» **Exercises to complete**
1. According to the newsletter, what are the tentative dates for the THRIVE 2022 event?
2. Copy the rows between the line containing "query | tree" and the line containing "(1220, 380)", inclusive, reproducing each line without change.

» **Text segment**
________________________

Very busy week last week as we were consumed by the inaugural THRIVE Energy Conference, thus a somewhat low calorie note this weekend.  Given our lack of free time last week, we haven’t fully digested all of the Q4 earnings calls in recent days, but below, we largely touch on some of the SMID names who might not otherwise get as much attention.  This week the DEP team will be dividing and conquering.  Bill and Sean head to Midland on Thursday/Friday while I will be floating around Houston seeking company updates and listening to this week’s Q4 earnings calls.   The week of March 8th I’ll do a couple days in the DFW area if anyone is free.

Thank You!  The DEP team can’t begin to thank our industry friends enough.  First, we really want to call out our sponsors and exhibitors who made a financial bet on us.  Without your financial support, there’s no way we could have pulled this off.  But an event is much more than just covering one’s bills.  We also must thank all of our speakers who took time out of their schedules to discuss their respective views on the market.  Your thoughts, observations and outlooks were all greatly appreciated by the conference attendees.  I know each of our speakers receive numerous requests to present each year and for you to allocate time to Daniel Energy Partners, particularly for our first event, is huge blessing.  Finally, for those who attended, we want your feedback.  If you saw things you didn’t like or have suggestions how we can improve next year’s event, please let us know.  By no means do we claim to be Expo experts.  Importantly, we are old enough and hopefully, mature enough to appreciate constructive criticism.

THRIVE 2022:  We have tentative dates for next year’s event: February 23-24.  While formal conference planning is a few months away, please let us know if your company has an interest to either exhibit equipment; have an indoor display and/or be a suite sponsor.  As a courtesy to our sponsors this year, we’ll give them right-of-first-refusal for next year.  The objective for 2022 is to use the entire stadium, but similar to this year, we intend to stick with an invite-only philosophy.  We want attendees to maximize their networking/learning time as opposed to being hassled by solicitors.  If you want that, go to another event.  Finally, we recommit our quest to establish the THRIVE event as the most cost effective conference with the highest quality attendees at the most enviable venue.  That, we hope, is the value proposition to our supporters.

________________________

Rows from a pointing dataset:
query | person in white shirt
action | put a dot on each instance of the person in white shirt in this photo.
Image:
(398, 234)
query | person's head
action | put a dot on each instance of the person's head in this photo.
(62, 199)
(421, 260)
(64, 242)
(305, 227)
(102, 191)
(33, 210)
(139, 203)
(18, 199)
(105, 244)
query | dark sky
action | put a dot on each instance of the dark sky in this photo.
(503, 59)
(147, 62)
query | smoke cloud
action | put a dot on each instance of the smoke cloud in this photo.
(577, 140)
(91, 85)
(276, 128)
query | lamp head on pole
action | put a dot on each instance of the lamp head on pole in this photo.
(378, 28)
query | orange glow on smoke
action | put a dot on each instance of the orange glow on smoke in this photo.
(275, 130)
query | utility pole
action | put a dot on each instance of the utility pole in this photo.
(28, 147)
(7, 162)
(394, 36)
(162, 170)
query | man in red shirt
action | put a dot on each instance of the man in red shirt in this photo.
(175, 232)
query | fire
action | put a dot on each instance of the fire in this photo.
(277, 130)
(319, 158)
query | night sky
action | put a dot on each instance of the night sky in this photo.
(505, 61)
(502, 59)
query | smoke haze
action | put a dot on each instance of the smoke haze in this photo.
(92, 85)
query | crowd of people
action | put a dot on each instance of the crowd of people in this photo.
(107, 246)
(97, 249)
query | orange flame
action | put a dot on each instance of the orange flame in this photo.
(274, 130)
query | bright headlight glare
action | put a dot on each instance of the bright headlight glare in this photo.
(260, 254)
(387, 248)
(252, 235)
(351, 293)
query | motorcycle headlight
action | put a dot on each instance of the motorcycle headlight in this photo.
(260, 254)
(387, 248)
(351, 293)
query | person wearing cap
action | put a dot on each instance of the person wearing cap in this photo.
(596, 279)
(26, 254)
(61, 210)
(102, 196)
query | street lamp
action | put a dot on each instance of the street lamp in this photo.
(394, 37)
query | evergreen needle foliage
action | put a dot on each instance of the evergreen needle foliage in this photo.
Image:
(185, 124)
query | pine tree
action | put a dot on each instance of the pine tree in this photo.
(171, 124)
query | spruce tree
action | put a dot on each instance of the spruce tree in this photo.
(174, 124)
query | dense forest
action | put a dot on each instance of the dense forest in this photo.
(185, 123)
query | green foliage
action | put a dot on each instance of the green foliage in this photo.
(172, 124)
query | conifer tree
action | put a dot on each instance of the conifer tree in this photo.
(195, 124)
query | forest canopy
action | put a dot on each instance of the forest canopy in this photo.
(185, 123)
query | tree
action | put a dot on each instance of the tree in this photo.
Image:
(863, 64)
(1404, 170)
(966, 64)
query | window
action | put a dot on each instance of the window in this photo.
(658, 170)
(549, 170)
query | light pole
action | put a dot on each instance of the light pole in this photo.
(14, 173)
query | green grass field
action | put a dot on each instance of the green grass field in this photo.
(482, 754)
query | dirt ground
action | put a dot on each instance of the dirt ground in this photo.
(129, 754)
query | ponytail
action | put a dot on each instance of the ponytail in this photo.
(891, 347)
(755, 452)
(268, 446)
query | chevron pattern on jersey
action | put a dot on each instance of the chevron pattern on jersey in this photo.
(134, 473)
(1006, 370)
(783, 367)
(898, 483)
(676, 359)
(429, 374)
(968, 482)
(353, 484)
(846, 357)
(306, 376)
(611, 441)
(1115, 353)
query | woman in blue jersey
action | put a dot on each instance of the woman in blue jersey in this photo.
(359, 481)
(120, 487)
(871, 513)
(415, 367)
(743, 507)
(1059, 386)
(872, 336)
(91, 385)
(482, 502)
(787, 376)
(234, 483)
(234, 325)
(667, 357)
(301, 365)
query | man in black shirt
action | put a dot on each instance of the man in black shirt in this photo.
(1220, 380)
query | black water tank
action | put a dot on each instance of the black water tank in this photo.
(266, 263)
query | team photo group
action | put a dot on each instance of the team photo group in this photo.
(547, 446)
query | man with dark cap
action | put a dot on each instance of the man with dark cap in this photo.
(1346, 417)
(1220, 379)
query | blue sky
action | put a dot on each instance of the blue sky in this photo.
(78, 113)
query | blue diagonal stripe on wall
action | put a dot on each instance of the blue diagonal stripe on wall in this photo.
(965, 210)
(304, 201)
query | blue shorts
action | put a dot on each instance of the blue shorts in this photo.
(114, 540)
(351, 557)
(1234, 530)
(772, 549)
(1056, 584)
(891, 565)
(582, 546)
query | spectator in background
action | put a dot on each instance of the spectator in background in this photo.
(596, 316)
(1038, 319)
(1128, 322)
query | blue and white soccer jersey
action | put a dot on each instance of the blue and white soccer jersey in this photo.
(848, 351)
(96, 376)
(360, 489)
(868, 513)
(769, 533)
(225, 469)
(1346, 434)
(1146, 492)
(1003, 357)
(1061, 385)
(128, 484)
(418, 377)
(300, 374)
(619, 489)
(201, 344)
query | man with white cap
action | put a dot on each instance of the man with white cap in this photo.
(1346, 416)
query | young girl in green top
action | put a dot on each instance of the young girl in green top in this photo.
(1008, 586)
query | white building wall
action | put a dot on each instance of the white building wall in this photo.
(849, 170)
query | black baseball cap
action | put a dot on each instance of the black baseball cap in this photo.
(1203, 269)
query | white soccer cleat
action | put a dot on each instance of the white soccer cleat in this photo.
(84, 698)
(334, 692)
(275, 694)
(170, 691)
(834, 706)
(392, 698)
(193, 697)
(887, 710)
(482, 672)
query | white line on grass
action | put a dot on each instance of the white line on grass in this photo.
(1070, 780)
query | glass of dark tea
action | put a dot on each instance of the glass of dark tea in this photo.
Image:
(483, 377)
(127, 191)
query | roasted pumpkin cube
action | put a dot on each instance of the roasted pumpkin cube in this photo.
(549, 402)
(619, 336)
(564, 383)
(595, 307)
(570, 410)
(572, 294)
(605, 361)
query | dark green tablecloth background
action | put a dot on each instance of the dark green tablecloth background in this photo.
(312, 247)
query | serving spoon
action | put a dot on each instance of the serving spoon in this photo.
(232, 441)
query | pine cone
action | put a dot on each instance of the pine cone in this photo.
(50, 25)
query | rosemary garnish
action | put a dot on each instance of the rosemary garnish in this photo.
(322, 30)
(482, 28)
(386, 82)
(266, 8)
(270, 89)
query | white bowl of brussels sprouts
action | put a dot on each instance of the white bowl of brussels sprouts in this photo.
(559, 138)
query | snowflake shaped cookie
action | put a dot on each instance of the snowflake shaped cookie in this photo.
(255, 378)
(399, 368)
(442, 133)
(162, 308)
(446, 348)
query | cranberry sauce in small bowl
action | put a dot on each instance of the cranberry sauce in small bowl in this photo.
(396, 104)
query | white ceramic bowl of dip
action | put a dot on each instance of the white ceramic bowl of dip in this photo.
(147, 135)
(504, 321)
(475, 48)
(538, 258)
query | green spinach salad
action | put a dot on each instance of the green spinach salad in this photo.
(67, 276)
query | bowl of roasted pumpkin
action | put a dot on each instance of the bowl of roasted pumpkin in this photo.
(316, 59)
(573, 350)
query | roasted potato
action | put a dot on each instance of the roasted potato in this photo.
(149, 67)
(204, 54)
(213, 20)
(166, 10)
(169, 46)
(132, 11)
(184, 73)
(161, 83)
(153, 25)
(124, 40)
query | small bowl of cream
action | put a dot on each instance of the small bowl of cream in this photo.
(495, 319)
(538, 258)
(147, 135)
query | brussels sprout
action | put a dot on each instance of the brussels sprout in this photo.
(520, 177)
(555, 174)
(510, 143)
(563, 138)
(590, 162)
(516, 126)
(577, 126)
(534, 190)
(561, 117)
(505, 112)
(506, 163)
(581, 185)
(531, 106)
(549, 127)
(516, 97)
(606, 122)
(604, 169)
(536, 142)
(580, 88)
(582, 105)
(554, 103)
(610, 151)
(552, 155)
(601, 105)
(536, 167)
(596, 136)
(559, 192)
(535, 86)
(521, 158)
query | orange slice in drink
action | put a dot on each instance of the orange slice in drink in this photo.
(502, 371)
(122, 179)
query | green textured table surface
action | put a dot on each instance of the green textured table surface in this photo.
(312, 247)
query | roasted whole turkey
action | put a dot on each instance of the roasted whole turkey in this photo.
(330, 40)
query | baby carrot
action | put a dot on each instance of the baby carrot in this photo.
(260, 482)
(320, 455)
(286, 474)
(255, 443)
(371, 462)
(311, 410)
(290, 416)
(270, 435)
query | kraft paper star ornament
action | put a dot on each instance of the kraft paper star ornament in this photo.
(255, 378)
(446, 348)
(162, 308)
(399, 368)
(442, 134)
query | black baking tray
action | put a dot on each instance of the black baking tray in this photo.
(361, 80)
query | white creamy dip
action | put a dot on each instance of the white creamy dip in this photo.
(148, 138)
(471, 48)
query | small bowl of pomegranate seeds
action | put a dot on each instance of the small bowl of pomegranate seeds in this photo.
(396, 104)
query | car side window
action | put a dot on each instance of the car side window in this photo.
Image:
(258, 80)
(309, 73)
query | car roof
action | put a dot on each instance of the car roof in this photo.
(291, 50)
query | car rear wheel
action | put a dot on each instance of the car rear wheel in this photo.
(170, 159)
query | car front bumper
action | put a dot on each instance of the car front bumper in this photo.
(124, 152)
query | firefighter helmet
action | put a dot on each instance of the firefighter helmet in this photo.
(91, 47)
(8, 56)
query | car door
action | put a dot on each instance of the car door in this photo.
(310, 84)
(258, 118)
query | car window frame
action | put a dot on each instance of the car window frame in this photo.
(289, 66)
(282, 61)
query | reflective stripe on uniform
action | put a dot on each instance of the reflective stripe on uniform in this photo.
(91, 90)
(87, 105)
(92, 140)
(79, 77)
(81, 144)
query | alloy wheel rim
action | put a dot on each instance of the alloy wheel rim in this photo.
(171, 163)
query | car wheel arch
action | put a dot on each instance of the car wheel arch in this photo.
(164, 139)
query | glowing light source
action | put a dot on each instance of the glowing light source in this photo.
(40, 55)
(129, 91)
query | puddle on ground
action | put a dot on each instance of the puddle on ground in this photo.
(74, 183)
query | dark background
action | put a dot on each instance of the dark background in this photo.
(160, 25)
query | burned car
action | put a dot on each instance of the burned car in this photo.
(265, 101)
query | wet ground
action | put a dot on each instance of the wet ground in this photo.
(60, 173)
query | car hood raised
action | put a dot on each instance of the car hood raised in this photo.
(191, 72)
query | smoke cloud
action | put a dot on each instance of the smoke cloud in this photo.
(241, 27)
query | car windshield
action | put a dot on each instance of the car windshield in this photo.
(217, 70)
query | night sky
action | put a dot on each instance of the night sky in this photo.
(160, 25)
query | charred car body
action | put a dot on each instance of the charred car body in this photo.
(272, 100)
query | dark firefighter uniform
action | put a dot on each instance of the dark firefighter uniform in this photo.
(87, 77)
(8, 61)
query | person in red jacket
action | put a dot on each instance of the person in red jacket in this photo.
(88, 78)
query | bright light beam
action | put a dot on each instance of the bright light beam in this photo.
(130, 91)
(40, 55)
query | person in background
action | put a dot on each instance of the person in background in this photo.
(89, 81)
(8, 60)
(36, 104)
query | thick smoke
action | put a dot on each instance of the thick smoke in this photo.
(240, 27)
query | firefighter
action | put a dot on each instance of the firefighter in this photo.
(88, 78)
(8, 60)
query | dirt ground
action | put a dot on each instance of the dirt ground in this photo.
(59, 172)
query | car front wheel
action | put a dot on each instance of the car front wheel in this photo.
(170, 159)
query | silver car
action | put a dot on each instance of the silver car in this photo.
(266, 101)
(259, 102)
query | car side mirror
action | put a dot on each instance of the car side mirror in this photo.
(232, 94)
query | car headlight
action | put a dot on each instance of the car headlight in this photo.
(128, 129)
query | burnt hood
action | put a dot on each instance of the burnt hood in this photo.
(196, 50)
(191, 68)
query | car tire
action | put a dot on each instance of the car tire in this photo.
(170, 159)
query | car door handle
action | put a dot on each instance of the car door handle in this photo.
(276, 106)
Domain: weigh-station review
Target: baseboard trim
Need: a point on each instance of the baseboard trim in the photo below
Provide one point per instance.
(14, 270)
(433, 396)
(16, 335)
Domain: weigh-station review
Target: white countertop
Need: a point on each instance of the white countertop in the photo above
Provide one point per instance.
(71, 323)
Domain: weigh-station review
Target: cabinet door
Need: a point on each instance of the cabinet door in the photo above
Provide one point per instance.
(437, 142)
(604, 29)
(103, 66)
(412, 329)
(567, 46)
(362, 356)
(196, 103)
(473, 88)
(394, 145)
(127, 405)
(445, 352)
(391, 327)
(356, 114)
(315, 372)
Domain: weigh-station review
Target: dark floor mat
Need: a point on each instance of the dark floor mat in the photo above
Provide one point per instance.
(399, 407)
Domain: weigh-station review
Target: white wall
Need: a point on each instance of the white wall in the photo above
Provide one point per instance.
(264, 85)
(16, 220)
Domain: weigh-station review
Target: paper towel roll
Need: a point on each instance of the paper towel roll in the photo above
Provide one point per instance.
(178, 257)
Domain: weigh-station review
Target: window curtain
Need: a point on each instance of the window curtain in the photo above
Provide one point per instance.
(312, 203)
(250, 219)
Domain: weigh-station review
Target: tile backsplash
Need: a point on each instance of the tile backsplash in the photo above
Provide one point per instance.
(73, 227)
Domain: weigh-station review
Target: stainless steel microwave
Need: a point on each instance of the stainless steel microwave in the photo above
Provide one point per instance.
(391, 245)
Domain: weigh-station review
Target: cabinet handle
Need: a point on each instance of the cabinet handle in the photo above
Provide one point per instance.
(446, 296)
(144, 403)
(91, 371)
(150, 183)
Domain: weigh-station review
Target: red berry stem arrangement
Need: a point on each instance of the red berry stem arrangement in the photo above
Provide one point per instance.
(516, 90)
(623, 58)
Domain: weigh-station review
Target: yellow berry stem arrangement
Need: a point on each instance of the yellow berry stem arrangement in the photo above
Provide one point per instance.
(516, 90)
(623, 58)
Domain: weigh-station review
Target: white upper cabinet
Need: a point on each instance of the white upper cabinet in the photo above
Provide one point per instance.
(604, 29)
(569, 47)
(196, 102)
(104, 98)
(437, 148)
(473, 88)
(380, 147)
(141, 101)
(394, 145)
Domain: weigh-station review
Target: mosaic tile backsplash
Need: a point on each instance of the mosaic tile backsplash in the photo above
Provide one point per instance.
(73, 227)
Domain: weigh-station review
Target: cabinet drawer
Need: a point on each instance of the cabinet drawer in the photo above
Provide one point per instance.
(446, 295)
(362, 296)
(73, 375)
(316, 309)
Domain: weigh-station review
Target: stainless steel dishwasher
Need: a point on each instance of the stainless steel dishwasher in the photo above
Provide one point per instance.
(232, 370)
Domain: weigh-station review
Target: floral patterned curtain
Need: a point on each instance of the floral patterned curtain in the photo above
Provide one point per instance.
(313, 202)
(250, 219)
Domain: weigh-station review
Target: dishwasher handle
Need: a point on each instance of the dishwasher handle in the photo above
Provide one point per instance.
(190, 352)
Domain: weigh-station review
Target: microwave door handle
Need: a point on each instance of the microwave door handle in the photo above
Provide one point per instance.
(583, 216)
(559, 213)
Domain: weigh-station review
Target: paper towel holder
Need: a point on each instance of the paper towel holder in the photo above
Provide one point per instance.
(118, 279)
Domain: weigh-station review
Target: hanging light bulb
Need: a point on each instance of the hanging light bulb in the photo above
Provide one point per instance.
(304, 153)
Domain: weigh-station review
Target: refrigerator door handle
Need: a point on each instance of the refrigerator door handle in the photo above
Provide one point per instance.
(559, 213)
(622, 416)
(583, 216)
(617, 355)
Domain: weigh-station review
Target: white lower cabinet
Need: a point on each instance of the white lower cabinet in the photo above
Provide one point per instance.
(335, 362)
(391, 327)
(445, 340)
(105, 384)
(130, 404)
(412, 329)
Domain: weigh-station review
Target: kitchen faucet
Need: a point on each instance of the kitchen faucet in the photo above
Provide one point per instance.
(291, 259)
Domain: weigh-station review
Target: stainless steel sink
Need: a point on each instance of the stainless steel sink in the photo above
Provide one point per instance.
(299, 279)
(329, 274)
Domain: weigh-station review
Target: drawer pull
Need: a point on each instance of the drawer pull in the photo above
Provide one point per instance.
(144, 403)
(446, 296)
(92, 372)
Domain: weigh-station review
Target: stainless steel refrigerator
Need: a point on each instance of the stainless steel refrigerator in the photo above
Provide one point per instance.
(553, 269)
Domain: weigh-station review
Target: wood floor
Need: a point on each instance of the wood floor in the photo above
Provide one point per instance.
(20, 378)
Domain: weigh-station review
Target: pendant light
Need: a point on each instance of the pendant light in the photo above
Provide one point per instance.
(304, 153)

________________________

» **Exercise answers**
1. February 23-24

2.
query | tree
action | put a dot on each instance of the tree in this photo.
Image:
(863, 64)
(1404, 170)
(966, 64)
query | window
action | put a dot on each instance of the window in this photo.
(658, 170)
(549, 170)
query | light pole
action | put a dot on each instance of the light pole in this photo.
(14, 173)
query | green grass field
action | put a dot on each instance of the green grass field in this photo.
(482, 754)
query | dirt ground
action | put a dot on each instance of the dirt ground in this photo.
(129, 754)
query | ponytail
action | put a dot on each instance of the ponytail in this photo.
(891, 347)
(755, 452)
(268, 446)
query | chevron pattern on jersey
action | put a dot on each instance of the chevron pattern on jersey in this photo.
(134, 473)
(1006, 370)
(783, 367)
(898, 483)
(676, 359)
(429, 374)
(968, 482)
(353, 484)
(846, 357)
(306, 376)
(611, 441)
(1115, 353)
query | woman in blue jersey
action | put a dot on each instance of the woman in blue jersey in this photo.
(359, 481)
(120, 487)
(871, 513)
(415, 367)
(743, 507)
(1059, 386)
(872, 336)
(91, 385)
(482, 502)
(787, 376)
(234, 483)
(234, 325)
(667, 357)
(301, 365)
query | man in black shirt
action | put a dot on each instance of the man in black shirt in this photo.
(1220, 380)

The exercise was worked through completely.